§ Problem: Would you please repeat all of the data exactly, omitting the pictures?

(Stored data entries)
--

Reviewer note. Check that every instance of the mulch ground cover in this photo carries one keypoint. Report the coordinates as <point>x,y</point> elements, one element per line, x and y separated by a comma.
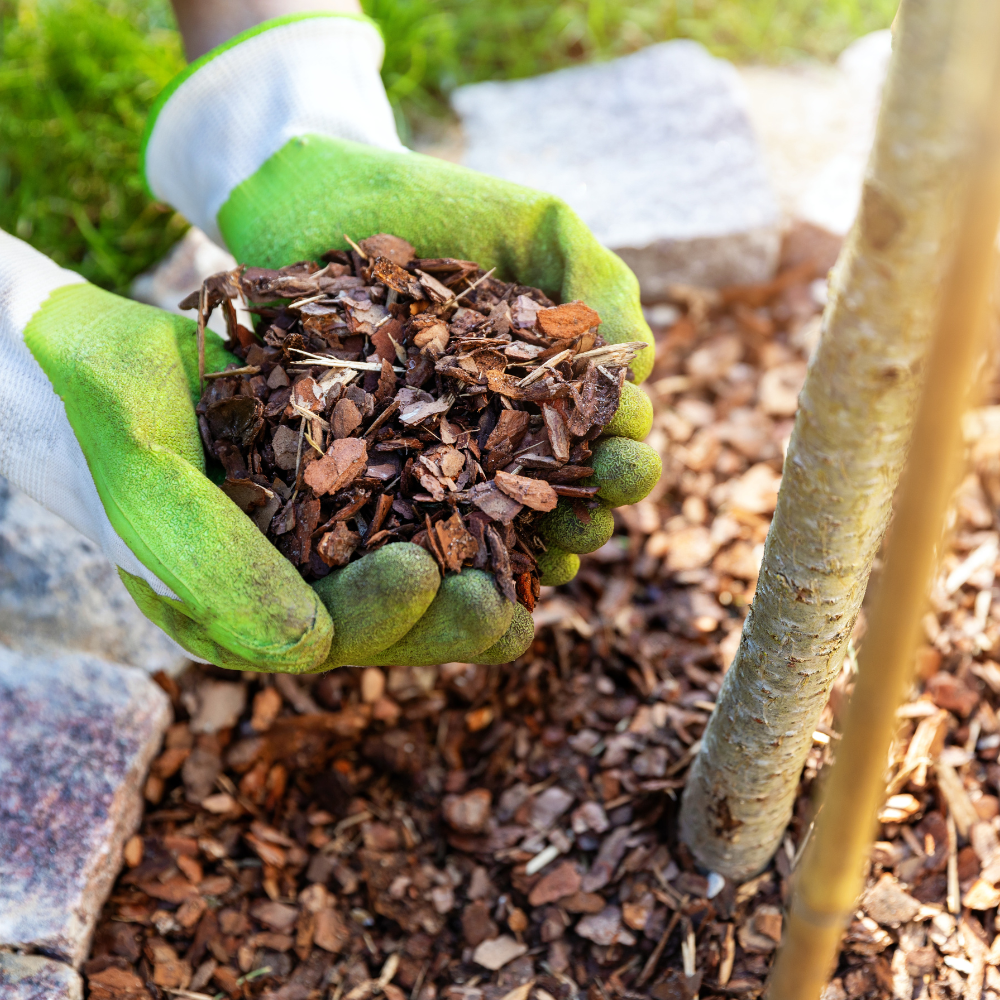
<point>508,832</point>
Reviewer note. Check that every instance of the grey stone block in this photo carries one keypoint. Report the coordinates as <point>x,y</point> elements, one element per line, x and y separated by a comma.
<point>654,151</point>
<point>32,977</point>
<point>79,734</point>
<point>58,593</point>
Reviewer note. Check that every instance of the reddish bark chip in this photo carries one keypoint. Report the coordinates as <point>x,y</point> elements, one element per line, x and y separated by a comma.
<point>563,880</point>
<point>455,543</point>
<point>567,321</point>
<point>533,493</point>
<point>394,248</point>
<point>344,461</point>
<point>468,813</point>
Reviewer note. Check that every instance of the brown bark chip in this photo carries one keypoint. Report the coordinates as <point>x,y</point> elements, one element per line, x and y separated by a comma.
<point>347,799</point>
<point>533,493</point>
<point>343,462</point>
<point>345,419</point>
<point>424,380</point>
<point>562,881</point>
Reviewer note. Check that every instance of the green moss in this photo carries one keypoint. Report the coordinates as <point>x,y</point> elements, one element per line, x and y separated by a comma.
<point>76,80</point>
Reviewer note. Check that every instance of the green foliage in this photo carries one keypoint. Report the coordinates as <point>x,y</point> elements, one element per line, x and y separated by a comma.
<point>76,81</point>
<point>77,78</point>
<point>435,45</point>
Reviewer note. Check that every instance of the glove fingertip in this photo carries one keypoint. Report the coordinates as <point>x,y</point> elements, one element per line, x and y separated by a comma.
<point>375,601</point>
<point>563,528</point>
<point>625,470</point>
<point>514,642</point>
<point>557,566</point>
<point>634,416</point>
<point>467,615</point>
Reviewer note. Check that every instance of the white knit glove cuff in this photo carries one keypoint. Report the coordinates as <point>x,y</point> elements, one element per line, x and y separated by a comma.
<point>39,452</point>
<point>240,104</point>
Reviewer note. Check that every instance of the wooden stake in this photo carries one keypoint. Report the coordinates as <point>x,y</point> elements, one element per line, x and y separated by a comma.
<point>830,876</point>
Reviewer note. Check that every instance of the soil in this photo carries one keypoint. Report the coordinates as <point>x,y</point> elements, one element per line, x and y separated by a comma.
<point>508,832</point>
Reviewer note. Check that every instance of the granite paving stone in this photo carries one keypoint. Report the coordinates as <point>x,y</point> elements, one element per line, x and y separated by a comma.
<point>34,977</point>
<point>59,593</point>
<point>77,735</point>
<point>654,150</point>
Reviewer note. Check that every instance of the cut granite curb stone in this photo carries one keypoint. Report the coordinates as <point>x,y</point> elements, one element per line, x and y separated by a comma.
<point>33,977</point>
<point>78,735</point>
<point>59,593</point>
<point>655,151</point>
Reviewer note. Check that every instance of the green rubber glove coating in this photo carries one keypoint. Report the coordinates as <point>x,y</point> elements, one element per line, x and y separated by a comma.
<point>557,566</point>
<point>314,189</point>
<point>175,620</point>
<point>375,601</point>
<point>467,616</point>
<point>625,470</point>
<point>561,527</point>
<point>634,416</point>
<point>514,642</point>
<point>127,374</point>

--

§ Output of the task:
Reviewer note. Check that every instance of the mulch ground cover in this photo carries one keypoint. Report the coordinates as <point>x,y</point> elements, one element per line, x and y separated by a comma.
<point>508,832</point>
Reviewer note. Check that every instance of the grey stone block in this photo carries one keypoint. Report the coordinates as <point>x,y</point> elements, one element per line, x and y separated by a comma.
<point>654,151</point>
<point>32,977</point>
<point>79,734</point>
<point>58,593</point>
Reviewer note. Check that every instance of the reddish bark chip in this photo carries one keypoint. Report the coordinates as <point>x,y</point> elements, one element per line, x and y separated by a comma.
<point>563,880</point>
<point>455,543</point>
<point>567,321</point>
<point>533,493</point>
<point>394,248</point>
<point>344,461</point>
<point>468,813</point>
Reviewer note. Check that every instance of the brown bark chip in this photo carries one keypoint. Report the coordinates as <point>x,y</point> elements, one element per line, x and y separated by a comma.
<point>347,799</point>
<point>533,493</point>
<point>343,462</point>
<point>345,419</point>
<point>424,380</point>
<point>562,881</point>
Reviewer note. Check that every instance of the green moss in this photo carries one keypoint. Report the coordinates as <point>x,y</point> elements, one element per line, x and y separated by a comma.
<point>76,80</point>
Reviewer note. Check that every instance of the green foliage in this photo carries one keypoint. Report the coordinates as <point>x,y</point> elements, one element per line, x and y separated by a comma.
<point>76,81</point>
<point>77,78</point>
<point>435,45</point>
Reviewer note. Check that every instance of the glove fingertip in this photo carries one keypoint. Report the coordinates as <point>x,y</point> elements, one element per line, x and y separated by a comma.
<point>375,601</point>
<point>563,528</point>
<point>625,470</point>
<point>514,642</point>
<point>557,566</point>
<point>634,416</point>
<point>467,615</point>
Reviewer note. Check that every instance of the white knit glove cuff in this photo carries one keypoint. Report the coordinates as <point>x,y</point> elements, one element per line, x and y separated by a comma.
<point>39,452</point>
<point>240,104</point>
Reviewer note. Check that every instance of the wooden stake in this photo carries one keypoint. Report the coordinates as <point>x,y</point> elements, one element per line, x and y separated by a comma.
<point>830,876</point>
Reviewer note. Check that every instance of the soil in this photo carries one keypoint. Report the coordinates as <point>x,y</point> elements, one element per line, x and y separated by a comma.
<point>508,832</point>
Reviewer note. Check that every instance of the granite paving stone in this photo carries one keypoint. Report the coordinates as <point>x,y</point> elements, one element per line, x and y separated by a comma.
<point>34,977</point>
<point>59,593</point>
<point>77,735</point>
<point>654,150</point>
Reviewer note. Check that every instance of the cut granite curb stone in this photo carries one keypoint. Report the coordinates as <point>x,y</point> elements, one element per line, x and y separated by a comma.
<point>33,977</point>
<point>78,735</point>
<point>59,593</point>
<point>655,151</point>
Reviewer note. Check that every instance of the green rubber glove coating in this photo carries one keypoint. Report the coordinates as <point>x,y</point> elements, one element per line, x and y separated by a comma.
<point>557,566</point>
<point>314,189</point>
<point>175,620</point>
<point>375,601</point>
<point>467,616</point>
<point>625,470</point>
<point>561,527</point>
<point>634,416</point>
<point>514,642</point>
<point>127,374</point>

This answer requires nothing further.